**TRECHO FORNECIDO**
++++

MP Federal aponta interferência de Bolsonaro, e juiz envia para o STF caso do ex-ministro Milton Ribeiro

MP Federal aponta interferência de Bolsonaro, e juiz envia para o STF caso do ex-ministro Milton Ribeiro

O juiz Renato Boreli, da 15ª Vara de Justiça Federal de Brasília atendeu a pedido do Ministério Público Federal e enviou para o Supremo Tribunal Federal a investigação sobre o ex-ministro da Educação Milton Ribeiro. O MP fez o pedido por enxergar indício de que o presidente Jair Bolsonaro pode ter interferido na investigação. No STF, a relatora será a ministra Cármen Lúcia.

O MPF justificou o pedido com base em interceptações telefônicas de Milton Ribeiro que indicam a possibilidade de vazamento das apurações do caso. Segundo o MPF, há indícios de que houve vazamento da operação policial e possível interferência ilícita por parte do Bolsonaro (veja a transcrição mais abaixo).

"Outrossim, nesta oportunidade, o MPF vem requerer que o auto circunstanciado nº 2/2022, bem como o arquivo de áudio do investigado Milton Ribeiro, que aponta indício de vazamento da operação policial e possível interferência ilícita por parte do residente da República Jair Messias Bolsonaro nas investigações, sejam desentranhados dos autos e remetidos, de maneira apartada e sigilosa, ao Supremo Tribunal Federal", escreveu o Ministério Público.

++++

**DADOS FORNECIDOS**
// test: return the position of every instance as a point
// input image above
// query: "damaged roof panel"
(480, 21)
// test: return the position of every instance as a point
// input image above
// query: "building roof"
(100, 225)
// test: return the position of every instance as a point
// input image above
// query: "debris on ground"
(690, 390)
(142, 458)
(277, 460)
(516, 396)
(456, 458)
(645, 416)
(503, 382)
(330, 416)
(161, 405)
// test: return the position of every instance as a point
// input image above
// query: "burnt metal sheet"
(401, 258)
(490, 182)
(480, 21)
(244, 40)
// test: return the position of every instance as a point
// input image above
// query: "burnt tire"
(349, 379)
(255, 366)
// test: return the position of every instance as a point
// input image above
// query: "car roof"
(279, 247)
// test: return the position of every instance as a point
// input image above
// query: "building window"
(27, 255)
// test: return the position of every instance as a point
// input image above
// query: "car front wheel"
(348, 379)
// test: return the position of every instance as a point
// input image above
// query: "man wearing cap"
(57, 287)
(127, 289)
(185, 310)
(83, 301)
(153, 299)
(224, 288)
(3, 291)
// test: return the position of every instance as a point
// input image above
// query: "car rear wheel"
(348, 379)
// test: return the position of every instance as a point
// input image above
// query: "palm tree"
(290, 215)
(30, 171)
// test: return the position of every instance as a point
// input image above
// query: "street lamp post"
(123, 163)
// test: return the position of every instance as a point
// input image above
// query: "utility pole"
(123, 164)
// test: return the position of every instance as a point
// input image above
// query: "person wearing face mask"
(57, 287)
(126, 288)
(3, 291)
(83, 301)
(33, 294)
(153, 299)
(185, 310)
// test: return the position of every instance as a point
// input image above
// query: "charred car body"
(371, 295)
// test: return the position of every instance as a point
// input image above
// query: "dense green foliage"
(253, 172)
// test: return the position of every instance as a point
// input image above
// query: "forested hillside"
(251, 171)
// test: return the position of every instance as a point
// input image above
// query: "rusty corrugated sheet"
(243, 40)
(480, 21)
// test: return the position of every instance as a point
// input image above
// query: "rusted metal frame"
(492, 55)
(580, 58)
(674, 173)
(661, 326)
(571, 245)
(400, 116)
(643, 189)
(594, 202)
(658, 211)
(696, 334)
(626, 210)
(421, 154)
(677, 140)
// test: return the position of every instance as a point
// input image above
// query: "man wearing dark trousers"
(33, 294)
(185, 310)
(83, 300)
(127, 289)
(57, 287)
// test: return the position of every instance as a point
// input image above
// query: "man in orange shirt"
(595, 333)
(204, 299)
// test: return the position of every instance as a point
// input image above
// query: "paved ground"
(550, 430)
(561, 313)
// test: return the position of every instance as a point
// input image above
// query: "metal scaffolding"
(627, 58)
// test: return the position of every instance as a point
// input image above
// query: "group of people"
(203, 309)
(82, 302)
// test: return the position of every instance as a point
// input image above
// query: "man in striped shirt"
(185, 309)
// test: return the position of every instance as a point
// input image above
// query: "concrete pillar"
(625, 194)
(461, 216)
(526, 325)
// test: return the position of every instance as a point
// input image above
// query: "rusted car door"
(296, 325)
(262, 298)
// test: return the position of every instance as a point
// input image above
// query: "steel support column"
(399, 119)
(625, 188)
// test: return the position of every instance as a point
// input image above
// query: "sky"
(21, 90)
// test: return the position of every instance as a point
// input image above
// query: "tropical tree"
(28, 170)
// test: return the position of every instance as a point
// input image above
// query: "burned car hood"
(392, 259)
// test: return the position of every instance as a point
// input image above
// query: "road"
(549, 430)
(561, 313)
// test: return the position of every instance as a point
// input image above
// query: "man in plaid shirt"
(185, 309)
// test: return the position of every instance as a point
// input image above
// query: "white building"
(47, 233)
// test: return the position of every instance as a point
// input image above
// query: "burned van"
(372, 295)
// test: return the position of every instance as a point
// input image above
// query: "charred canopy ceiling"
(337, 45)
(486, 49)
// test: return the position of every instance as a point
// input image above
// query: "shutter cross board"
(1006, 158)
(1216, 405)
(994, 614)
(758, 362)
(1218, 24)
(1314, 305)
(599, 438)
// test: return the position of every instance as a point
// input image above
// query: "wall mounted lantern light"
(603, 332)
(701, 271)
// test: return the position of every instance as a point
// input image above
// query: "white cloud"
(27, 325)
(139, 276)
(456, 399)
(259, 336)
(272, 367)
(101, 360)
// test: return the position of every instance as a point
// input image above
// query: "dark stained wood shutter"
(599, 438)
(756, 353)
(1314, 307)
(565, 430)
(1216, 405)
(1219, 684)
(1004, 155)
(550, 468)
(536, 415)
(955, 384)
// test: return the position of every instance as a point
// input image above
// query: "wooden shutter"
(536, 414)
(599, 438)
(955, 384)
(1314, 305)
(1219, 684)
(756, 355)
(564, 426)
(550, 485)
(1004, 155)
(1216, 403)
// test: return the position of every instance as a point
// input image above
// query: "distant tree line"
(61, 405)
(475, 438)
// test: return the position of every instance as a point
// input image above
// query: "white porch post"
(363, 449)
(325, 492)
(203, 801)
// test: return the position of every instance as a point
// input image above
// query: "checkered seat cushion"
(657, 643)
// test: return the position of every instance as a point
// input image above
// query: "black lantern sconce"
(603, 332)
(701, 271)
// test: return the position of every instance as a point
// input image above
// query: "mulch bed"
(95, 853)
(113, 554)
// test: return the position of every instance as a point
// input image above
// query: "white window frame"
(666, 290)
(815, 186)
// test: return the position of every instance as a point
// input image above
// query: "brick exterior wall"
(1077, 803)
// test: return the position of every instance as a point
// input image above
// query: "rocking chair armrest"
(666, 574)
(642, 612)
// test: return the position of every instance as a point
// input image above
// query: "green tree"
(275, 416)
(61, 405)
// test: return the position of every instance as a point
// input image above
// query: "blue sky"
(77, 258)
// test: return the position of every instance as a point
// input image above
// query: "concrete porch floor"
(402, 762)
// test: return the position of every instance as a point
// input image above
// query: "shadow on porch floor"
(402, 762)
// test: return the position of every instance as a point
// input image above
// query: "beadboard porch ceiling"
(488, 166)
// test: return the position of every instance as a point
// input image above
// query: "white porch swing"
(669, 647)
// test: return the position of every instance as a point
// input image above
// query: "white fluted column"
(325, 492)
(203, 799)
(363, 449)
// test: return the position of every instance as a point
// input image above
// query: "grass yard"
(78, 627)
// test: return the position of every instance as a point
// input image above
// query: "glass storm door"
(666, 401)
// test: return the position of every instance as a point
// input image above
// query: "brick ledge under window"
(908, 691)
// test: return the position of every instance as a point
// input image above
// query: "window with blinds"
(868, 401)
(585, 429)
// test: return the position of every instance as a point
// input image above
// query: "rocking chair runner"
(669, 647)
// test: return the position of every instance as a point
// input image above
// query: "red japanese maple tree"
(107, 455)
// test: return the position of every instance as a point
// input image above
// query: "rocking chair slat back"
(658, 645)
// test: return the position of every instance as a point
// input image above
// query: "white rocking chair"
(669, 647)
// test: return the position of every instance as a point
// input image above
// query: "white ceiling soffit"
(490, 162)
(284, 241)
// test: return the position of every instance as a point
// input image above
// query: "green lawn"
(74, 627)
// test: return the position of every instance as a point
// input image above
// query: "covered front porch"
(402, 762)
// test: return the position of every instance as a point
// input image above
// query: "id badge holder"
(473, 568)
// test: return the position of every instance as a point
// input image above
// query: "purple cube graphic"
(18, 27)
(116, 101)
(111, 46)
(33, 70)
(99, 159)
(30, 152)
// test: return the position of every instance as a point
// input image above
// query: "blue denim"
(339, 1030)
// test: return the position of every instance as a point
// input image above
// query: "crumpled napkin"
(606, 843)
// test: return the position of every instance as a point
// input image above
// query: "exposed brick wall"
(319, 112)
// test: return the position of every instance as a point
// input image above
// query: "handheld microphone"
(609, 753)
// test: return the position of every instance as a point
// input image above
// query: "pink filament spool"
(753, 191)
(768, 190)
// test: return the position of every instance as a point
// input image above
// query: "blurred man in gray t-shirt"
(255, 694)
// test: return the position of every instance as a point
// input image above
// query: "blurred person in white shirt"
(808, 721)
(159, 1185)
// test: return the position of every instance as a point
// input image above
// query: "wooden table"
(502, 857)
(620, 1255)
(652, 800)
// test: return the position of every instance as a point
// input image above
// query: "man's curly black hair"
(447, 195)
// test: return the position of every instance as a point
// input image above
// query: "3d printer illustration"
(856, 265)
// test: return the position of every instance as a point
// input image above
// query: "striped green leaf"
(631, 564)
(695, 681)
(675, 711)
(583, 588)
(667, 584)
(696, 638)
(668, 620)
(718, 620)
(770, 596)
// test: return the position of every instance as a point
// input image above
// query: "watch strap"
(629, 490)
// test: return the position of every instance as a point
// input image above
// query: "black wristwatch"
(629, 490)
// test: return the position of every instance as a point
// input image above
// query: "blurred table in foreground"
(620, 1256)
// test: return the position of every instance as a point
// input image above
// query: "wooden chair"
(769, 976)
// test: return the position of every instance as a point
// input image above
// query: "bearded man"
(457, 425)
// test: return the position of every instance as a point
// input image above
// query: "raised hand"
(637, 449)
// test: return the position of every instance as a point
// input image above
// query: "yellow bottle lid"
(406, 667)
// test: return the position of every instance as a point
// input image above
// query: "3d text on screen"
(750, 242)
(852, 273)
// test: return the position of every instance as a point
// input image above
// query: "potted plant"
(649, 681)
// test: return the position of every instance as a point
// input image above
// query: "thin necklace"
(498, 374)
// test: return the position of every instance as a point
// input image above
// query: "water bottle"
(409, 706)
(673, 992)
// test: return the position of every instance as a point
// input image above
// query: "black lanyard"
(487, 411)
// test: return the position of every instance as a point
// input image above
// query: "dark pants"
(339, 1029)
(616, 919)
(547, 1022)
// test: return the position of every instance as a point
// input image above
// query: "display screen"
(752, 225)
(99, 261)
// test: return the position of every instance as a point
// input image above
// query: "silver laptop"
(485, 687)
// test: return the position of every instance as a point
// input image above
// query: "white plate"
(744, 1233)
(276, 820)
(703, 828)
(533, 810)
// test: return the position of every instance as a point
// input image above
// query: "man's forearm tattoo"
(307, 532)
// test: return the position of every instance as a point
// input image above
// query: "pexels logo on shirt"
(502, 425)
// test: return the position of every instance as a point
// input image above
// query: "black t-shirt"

++++

**INSTRUÇÕES DAS ATIVIDADES**
**a.** Com base no trecho sobre o caso Milton Ribeiro, responda:
(i) Qual juiz enviou a investigação ao Supremo Tribunal Federal, e de qual vara ele é?
(ii) Quem será a relatora do caso no STF?
(iii) Em que o MPF baseou a justificativa do pedido?
**b.** Reproduza sem alterações a parte do trecho sobre o caso Milton Ribeiro que começa em "O MPF justificou" e termina logo depois de "transcrição mais abaixo).".

**RESPOSTAS DAS ATIVIDADES**
**a.**
(i) O juiz Renato Boreli, da 15ª Vara de Justiça Federal de Brasília.
(ii) A ministra Cármen Lúcia.
(iii) Em interceptações telefônicas de Milton Ribeiro que indicam a possibilidade de vazamento das apurações do caso.

**b.**
O MPF justificou o pedido com base em interceptações telefônicas de Milton Ribeiro que indicam a possibilidade de vazamento das apurações do caso. Segundo o MPF, há indícios de que houve vazamento da operação policial e possível interferência ilícita por parte do Bolsonaro (veja a transcrição mais abaixo).